» **TASK DETAILS**
Could you give every one of the rows below as a numbered list, with blank lines dropped and the pictures left out?

--- Start ---

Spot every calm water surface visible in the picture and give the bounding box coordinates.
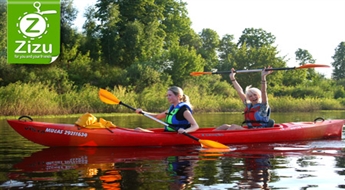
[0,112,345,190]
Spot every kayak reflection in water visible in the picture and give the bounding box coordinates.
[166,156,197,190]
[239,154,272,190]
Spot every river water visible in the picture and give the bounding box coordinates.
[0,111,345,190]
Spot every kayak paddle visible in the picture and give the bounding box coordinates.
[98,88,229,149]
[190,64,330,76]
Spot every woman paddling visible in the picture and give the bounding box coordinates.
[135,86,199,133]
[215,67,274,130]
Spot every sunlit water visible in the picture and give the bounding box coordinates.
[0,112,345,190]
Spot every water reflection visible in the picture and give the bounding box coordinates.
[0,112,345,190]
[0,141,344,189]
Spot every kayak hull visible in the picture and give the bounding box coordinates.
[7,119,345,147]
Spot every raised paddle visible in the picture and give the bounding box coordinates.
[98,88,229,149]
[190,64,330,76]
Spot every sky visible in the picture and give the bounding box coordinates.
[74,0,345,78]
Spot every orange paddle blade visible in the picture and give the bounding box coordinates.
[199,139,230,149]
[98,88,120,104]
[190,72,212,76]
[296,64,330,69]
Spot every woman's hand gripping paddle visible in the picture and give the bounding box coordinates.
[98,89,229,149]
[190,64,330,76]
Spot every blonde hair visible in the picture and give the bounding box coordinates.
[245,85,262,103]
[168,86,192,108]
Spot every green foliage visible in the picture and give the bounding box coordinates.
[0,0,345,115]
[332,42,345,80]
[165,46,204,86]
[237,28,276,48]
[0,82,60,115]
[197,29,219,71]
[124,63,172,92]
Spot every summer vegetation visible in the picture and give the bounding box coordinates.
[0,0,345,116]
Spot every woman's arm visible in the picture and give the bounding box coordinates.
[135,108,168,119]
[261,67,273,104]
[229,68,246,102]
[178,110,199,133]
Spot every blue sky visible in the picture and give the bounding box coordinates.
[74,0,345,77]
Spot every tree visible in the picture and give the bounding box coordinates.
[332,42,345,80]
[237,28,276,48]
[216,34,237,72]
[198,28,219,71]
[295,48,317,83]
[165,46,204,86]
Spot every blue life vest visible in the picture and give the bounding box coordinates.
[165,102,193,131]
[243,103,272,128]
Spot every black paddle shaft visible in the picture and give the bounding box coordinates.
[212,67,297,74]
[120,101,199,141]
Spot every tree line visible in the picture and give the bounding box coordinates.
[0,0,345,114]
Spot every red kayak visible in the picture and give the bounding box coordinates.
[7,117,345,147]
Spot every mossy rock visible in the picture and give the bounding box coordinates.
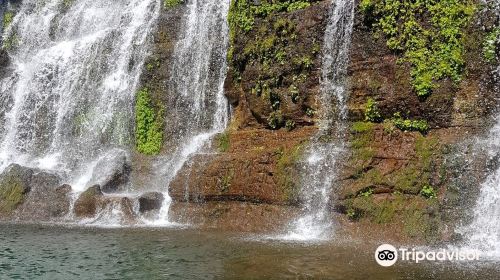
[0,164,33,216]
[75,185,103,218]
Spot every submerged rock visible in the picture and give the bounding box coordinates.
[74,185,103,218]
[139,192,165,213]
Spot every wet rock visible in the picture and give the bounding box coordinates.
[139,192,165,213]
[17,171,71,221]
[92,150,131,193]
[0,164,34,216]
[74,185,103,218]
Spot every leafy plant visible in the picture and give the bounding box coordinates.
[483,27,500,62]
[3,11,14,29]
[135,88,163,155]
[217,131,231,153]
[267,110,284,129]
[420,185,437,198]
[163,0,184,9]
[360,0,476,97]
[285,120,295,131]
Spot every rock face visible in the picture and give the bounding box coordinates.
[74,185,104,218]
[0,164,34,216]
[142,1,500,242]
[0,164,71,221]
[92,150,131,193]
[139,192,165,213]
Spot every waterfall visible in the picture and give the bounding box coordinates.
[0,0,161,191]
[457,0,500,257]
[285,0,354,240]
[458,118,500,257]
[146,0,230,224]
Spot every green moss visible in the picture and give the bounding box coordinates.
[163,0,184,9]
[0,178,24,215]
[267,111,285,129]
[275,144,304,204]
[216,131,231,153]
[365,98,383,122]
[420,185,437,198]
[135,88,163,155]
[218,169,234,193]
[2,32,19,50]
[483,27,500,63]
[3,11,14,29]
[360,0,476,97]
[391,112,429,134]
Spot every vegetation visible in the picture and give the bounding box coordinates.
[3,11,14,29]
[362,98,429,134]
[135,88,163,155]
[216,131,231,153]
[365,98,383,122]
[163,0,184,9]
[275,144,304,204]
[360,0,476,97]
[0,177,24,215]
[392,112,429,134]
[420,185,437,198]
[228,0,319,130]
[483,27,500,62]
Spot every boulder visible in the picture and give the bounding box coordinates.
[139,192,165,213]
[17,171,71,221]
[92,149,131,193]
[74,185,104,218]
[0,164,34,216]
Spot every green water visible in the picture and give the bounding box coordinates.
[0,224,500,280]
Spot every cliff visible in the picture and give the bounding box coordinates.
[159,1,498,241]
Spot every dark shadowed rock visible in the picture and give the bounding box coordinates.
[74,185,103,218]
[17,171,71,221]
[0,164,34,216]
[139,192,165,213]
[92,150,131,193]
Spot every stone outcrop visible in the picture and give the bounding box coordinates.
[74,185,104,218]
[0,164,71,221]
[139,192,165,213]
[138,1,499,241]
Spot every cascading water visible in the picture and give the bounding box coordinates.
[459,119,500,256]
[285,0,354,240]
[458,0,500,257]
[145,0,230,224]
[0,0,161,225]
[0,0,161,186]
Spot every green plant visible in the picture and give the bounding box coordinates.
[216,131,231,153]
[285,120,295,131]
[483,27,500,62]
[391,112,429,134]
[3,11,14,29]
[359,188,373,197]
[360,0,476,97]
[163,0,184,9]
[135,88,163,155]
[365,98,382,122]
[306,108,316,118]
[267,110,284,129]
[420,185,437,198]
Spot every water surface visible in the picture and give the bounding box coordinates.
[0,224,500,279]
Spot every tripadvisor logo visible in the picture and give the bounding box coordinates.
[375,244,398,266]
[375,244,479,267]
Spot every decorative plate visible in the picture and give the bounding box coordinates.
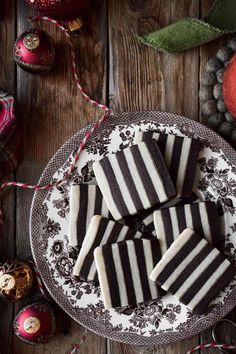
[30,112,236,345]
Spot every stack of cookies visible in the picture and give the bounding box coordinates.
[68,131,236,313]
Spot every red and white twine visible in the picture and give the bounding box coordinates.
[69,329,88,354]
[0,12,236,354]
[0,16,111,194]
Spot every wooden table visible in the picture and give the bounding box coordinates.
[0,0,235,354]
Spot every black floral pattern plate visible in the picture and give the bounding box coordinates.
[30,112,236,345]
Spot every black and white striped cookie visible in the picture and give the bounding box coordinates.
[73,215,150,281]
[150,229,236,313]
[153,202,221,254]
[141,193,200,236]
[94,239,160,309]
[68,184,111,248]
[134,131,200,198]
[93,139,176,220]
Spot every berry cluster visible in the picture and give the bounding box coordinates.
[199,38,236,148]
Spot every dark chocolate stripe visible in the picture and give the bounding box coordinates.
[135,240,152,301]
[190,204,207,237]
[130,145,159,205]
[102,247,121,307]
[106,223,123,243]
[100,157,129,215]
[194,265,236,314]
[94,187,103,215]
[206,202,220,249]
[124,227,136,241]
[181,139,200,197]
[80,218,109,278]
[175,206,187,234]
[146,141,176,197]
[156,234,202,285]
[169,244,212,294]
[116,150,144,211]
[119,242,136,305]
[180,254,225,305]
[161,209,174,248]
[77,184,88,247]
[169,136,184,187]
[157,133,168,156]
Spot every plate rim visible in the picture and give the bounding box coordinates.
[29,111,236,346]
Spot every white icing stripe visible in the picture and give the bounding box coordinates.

--- End ---

» **EXPECTED ANSWER**
1. Spot every calm water surface visible in the picture and give the bounding box coordinates.
2. [0,112,345,190]
3. Spot every kayak reflection in water visible in the picture and give the bounding box coordinates.
4. [166,156,197,190]
5. [239,154,272,190]
6. Spot every river water visible in the picture and give the bounding box coordinates.
7. [0,111,345,190]
8. Spot every kayak paddle visible in the picture and give the bounding box coordinates.
9. [98,88,229,149]
10. [190,64,330,76]
11. Spot every woman paddling visible in the picture and give the bounding box coordinates.
12. [135,86,199,133]
13. [215,67,274,130]
14. Spot every sunlit water visible in the picture and give the bounding box coordinates.
15. [0,112,345,190]
16. Spot every water reflection visible in the picture and give the bounding box coordinates.
17. [0,112,345,190]
18. [0,141,344,189]
19. Spot every kayak hull visible in the picture and give the bounding box coordinates.
20. [7,119,345,147]
21. Spot every raised paddle visible in the picture and give the bounding box coordinates.
22. [98,88,229,149]
23. [190,64,330,76]
24. Spot every sky visible in the picture and give the bounding box coordinates.
25. [74,0,345,78]
26. Spot every orange paddle blade visible in the picture and give the bounding box coordinates.
27. [199,139,230,149]
28. [98,88,120,104]
29. [190,72,212,76]
30. [296,64,330,69]
31. Spot every woman's hand gripping paddle visible in the picture and give the bounding box coordinates.
32. [98,89,229,149]
33. [190,64,330,76]
34. Spot every blonde hair visible in the picture and give the bounding box coordinates.
35. [245,85,262,103]
36. [168,86,192,108]
37. Spot every green foliage visible in the picture and give the bounding box coordinates.
38. [0,0,345,115]
39. [332,42,345,80]
40. [165,46,204,86]
41. [237,28,276,48]
42. [0,82,60,115]
43. [197,29,219,71]
44. [124,63,172,92]
45. Spot every summer vegetation visible in the picture and give the bounding box coordinates.
46. [0,0,345,116]
47. Spot every woman's arm visible in the picture and give the bounding box coordinates.
48. [135,108,168,119]
49. [261,67,273,104]
50. [229,68,246,102]
51. [178,110,199,133]
52. Spot every blue sky visible in the picture and give the bounding box coordinates.
53. [74,0,345,77]
54. Spot every tree visible in the picture and give the bounding box coordinates.
55. [332,42,345,80]
56. [237,28,276,48]
57. [216,34,237,72]
58. [198,28,219,71]
59. [295,48,317,83]
60. [165,46,204,86]
61. Spot every blue life vest visible in the picture and give the bounding box coordinates.
62. [165,102,193,131]
63. [243,103,272,128]
64. Spot every black paddle shaft visible in the picture and give the bounding box coordinates.
65. [212,67,297,74]
66. [120,101,199,141]
67. Spot every tree line visible in the picture and give the bounding box coordinates.
68. [0,0,345,114]
69. Spot every red kayak visible in the picture and give the bounding box coordinates.
70. [7,117,345,147]
71. Spot every mossy rock visible in the picture and give the bounding box coordinates.
72. [0,164,33,216]
73. [75,185,103,218]
74. Spot every submerged rock visible in the picture and give the bounding box coordinates.
75. [74,185,103,218]
76. [139,192,165,213]
77. Spot every wet rock visible in the picture and give the bounding box coordinates.
78. [139,192,165,213]
79. [17,171,71,221]
80. [92,150,131,193]
81. [0,164,34,216]
82. [74,185,103,218]
83. Spot every leafy plant visible in the picture and give the bounding box coordinates.
84. [483,27,500,62]
85. [3,11,14,29]
86. [135,88,163,155]
87. [217,131,231,153]
88. [267,110,284,129]
89. [420,185,437,198]
90. [163,0,184,9]
91. [360,0,476,97]
92. [285,120,295,131]
93. Spot every rock face visible in the picture and give the bounding box coordinates.
94. [74,185,104,218]
95. [0,164,34,216]
96. [142,1,500,242]
97. [0,164,71,221]
98. [92,150,131,193]
99. [139,192,165,213]
100. Spot every waterfall visible in the picture and give the bounding box coordinates.
101. [0,0,161,191]
102. [457,0,500,257]
103. [285,0,354,240]
104. [458,118,500,257]
105. [146,0,230,224]
106. Spot every green moss visible in the picture and give the bounding box coordinates.
107. [163,0,184,9]
108. [0,178,24,215]
109. [267,111,285,129]
110. [275,144,304,204]
111. [216,131,231,153]
112. [365,98,383,122]
113. [420,185,437,198]
114. [135,88,163,155]
115. [218,169,234,193]
116. [2,32,19,50]
117. [483,27,500,63]
118. [3,11,14,29]
119. [360,0,476,97]
120. [391,112,429,134]
121. Spot every vegetation visible in the picture and give the bounding box coordinates.
122. [3,11,14,29]
123. [362,98,429,134]
124. [135,88,163,155]
125. [216,131,231,153]
126. [365,98,383,122]
127. [163,0,184,9]
128. [275,144,304,204]
129. [360,0,476,97]
130. [0,177,24,215]
131. [392,112,429,134]
132. [420,185,437,198]
133. [228,0,319,130]
134. [483,27,500,62]
135. Spot every boulder visible in the picture and give the bounding box coordinates.
136. [139,192,165,213]
137. [17,171,71,221]
138. [92,149,131,193]
139. [74,185,104,218]
140. [0,164,34,216]
141. Spot every green water visible in the picture and give the bounding box coordinates.
142. [0,224,500,280]
143. Spot every cliff visible in the picture and give the bounding box coordinates.
144. [159,1,498,241]
145. Spot every dark shadowed rock visible in the picture and give the bounding box coordinates.
146. [74,185,103,218]
147. [17,171,71,221]
148. [0,164,34,216]
149. [139,192,165,213]
150. [92,150,131,193]
151. Spot every stone outcrop visible in the picture and give the bounding box coordinates.
152. [74,185,104,218]
153. [0,164,71,221]
154. [139,192,165,213]
155. [138,1,499,241]
156. Spot every cascading water visible in the picture and give the bounding box coordinates.
157. [459,119,500,256]
158. [285,0,354,240]
159. [458,0,500,257]
160. [145,0,230,224]
161. [0,0,161,225]
162. [0,0,161,186]
163. Spot every green plant visible in the picture and give the bounding box coordinates.
164. [216,131,231,153]
165. [285,120,295,131]
166. [483,27,500,62]
167. [391,112,429,134]
168. [3,11,14,29]
169. [359,188,373,197]
170. [360,0,476,97]
171. [163,0,184,9]
172. [135,88,163,155]
173. [365,98,382,122]
174. [306,108,316,118]
175. [267,110,284,129]
176. [420,185,437,198]
177. Spot every water surface visible in the picture and give the bounding box coordinates.
178. [0,224,500,279]
179. Spot every tripadvisor logo visible in the picture and give the bounding box coordinates.
180. [375,244,398,266]
181. [375,244,479,267]
182. Spot every decorative plate visible in the picture and give the bounding box coordinates.
183. [30,112,236,345]
184. Spot every stack of cookies visible in the picture and give the bounding box coordinates.
185. [68,131,236,313]
186. Spot every red and white twine visible in the picture and give the bounding box coordinates.
187. [69,329,88,354]
188. [0,12,236,354]
189. [0,16,111,194]
190. Spot every wooden table visible in the picture and give the bounding box coordinates.
191. [0,0,235,354]
192. Spot every black floral pattern plate visible in the picture and give the bounding box coordinates.
193. [30,112,236,345]
194. Spot every black and white striped cookie visible in the picture and give the bounding box coordinates.
195. [73,215,150,281]
196. [150,229,236,313]
197. [153,202,221,254]
198. [141,193,200,236]
199. [94,239,160,309]
200. [68,184,111,248]
201. [134,131,200,198]
202. [93,139,176,220]
203. Spot every berry cluster visible in the picture and give the bounding box coordinates.
204. [199,38,236,148]
205. Spot every dark chocolate stripe visible in the picture and give the bounding box coordinates.
206. [135,240,152,301]
207. [190,204,207,237]
208. [130,145,159,205]
209. [102,247,121,307]
210. [106,223,123,243]
211. [100,157,129,215]
212. [194,265,236,314]
213. [94,187,103,215]
214. [206,202,220,249]
215. [124,227,136,241]
216. [181,139,200,197]
217. [80,218,109,278]
218. [175,206,187,234]
219. [146,141,176,197]
220. [156,234,202,285]
221. [169,244,212,294]
222. [116,150,144,211]
223. [119,242,136,305]
224. [180,254,225,305]
225. [161,209,174,248]
226. [77,184,88,247]
227. [169,136,184,187]
228. [157,133,168,156]
229. Spot every plate rim visible in the picture and give the bounding box coordinates.
230. [29,111,236,346]
231. Spot every white icing stripe visible in the picture and give the bounding box coordinates.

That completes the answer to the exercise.